# [Task instructions]
Write out the data exactly, please, and omit the pictures.
# # #
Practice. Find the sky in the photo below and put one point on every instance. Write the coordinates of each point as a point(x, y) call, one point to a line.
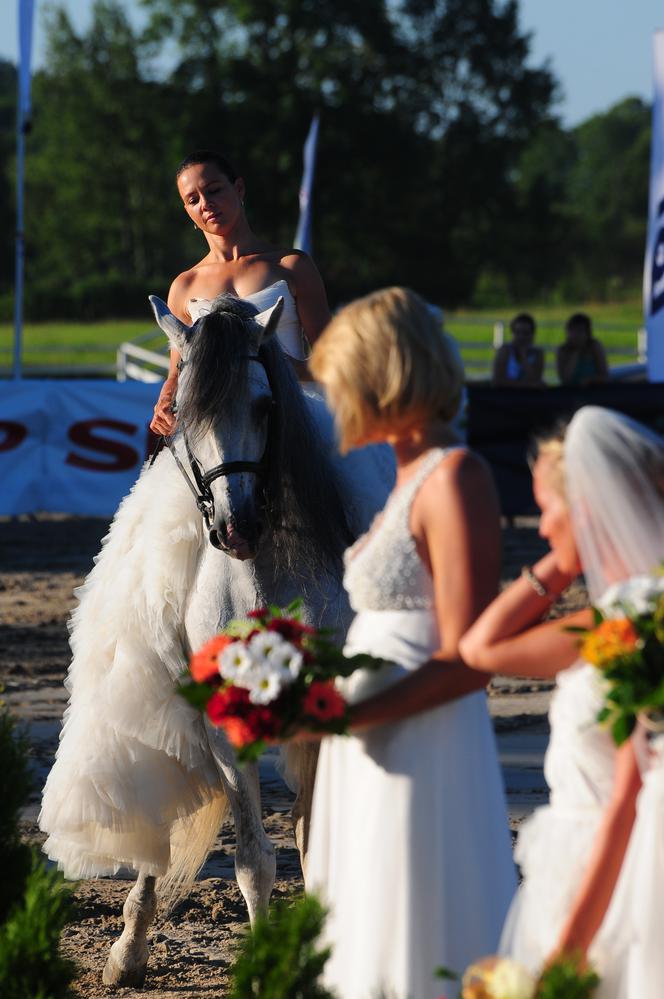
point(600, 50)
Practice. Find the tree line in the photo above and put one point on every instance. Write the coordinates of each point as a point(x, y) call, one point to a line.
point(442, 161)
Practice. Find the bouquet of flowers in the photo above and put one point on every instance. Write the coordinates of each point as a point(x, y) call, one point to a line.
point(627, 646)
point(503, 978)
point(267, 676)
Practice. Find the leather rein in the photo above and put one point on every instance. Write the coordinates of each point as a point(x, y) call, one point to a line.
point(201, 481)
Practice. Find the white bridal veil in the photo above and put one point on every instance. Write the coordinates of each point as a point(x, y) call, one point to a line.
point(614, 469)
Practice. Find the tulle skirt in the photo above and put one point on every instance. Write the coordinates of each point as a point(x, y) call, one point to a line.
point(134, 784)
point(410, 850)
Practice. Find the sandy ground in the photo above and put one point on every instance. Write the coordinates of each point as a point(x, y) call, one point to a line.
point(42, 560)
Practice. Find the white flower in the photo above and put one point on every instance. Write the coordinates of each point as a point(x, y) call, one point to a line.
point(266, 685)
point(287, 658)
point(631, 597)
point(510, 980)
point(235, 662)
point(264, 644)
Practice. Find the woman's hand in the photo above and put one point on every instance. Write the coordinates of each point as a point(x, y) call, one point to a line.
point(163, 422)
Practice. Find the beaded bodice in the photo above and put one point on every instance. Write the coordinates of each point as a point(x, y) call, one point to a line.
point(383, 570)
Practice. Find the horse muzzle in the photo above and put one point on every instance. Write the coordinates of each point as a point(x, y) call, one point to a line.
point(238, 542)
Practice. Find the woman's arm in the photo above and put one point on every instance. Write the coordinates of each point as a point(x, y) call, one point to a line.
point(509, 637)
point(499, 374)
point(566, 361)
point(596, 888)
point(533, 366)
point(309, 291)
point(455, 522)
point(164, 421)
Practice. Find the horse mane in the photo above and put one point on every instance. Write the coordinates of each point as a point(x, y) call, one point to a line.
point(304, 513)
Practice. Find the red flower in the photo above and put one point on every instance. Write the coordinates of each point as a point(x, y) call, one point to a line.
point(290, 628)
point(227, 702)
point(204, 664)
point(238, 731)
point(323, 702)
# # #
# [Exercise solution]
Practice. Find the sky in the photo below and put one point on every instance. Write the coordinates of each point as a point(x, y) call, one point to a line.
point(600, 50)
Practice. Find the tree line in the photo above and put one point on every instance. Write the coordinates of each point as a point(x, y) call, one point to a line.
point(442, 161)
Practice. Find the bouquet of flowers in the photo above and put one point on every instance. Write the coordinates of each point as a point(x, y) call, one point to a line.
point(627, 646)
point(503, 978)
point(267, 676)
Practice. Find the leather rein in the photo above and put one point on every instance. Write the coordinates of each point as a point(x, y) call, one point to a line.
point(201, 481)
Practice. Find the white bridal veil in the photo above and put one point on every instance. Write the coordinates of each point as a point(x, y) call, one point to a line.
point(614, 469)
Practice. Find the tulle skirt in the photo above and put one point on every instance. Write the coordinates of each point as a point(x, y) call, one point to a line.
point(134, 784)
point(410, 850)
Practice. Find the sandy ground in the photo above and put one point on every instance. Write the coordinates of each point as a point(x, y) call, one point to a line.
point(42, 560)
Practice. Find the white flower in the photo above and put one point on every instance. Write the coordinates of each point as a point(x, y) call, one point to a line.
point(266, 685)
point(287, 658)
point(631, 597)
point(510, 980)
point(235, 662)
point(264, 644)
Practice. Find the woman's hand in the photo above and put one point on every instance. Write the coordinates of each point as a point(x, y) call, one point to a line.
point(163, 422)
Practice. Find the beaded bodice in the photo above and put one point on every instance. Write the coordinates of each point as a point(x, y) call, one point to a line.
point(383, 570)
Practice. Find the horse muzzle in the photo above and put one point on every instance. Write the coordinates of each point as a point(x, y) call, one point to a line.
point(238, 542)
Practice. Find the woman's arm in the photo above and put one point on every instance. Write the coordinates of each point as a point(x, y) call, one point to a line.
point(509, 637)
point(499, 374)
point(566, 361)
point(596, 888)
point(533, 366)
point(309, 291)
point(455, 522)
point(164, 421)
Practice. Find the horse mane in the photo above and put one point on every instance. Write the coordinates of each point as a point(x, y) call, one point to a line.
point(304, 513)
Practice. Find the red flower in the photo above and put one point on every instance. Write the coordinates of each point as a point(x, y) call, one point to a line.
point(290, 628)
point(227, 702)
point(204, 664)
point(238, 731)
point(323, 702)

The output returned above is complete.